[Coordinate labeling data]
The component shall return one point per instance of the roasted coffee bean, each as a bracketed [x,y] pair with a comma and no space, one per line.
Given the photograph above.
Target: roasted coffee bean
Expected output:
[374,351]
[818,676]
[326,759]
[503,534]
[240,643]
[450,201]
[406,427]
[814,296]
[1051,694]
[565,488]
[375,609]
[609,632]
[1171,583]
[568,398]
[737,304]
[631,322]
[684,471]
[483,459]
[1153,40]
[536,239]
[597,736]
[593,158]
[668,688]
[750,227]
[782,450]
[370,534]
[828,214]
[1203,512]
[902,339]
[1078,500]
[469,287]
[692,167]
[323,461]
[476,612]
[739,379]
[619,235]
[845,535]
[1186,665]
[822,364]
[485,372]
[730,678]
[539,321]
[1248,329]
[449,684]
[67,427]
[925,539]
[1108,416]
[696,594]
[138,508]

* WHAT TO DO:
Express every line of the listing above as a Markdown table with the columns Row and Text, numbering the rows in order and leaving out blank lines.

* RIGHT ANSWER:
| Row | Text |
|---|---|
| 1 | The component shall return one point per instance of the roasted coffee bean, each as a bracketed [x,y] pair with a comma and no space, one per line. |
| 2 | Given the photograph above. |
| 3 | Target: roasted coffee bean |
| 4 | Expected output: |
| 5 | [374,351] |
| 6 | [818,676] |
| 7 | [326,759] |
| 8 | [503,534] |
| 9 | [240,643] |
| 10 | [450,201] |
| 11 | [406,427] |
| 12 | [814,296] |
| 13 | [1051,694] |
| 14 | [565,488] |
| 15 | [375,609] |
| 16 | [609,632] |
| 17 | [1171,583] |
| 18 | [568,398] |
| 19 | [737,304] |
| 20 | [631,322] |
| 21 | [684,471] |
| 22 | [483,459] |
| 23 | [1153,40] |
| 24 | [536,239] |
| 25 | [597,736] |
| 26 | [593,158] |
| 27 | [668,688] |
| 28 | [750,227] |
| 29 | [782,450] |
| 30 | [370,534] |
| 31 | [828,214] |
| 32 | [1203,512] |
| 33 | [902,339] |
| 34 | [1078,500] |
| 35 | [469,287] |
| 36 | [692,167] |
| 37 | [323,461] |
| 38 | [476,612] |
| 39 | [739,379] |
| 40 | [619,235] |
| 41 | [845,535] |
| 42 | [1186,665] |
| 43 | [822,364] |
| 44 | [485,372] |
| 45 | [730,678] |
| 46 | [539,321] |
| 47 | [1248,329] |
| 48 | [449,684] |
| 49 | [67,427] |
| 50 | [925,539] |
| 51 | [1108,416] |
| 52 | [696,594] |
| 53 | [138,508] |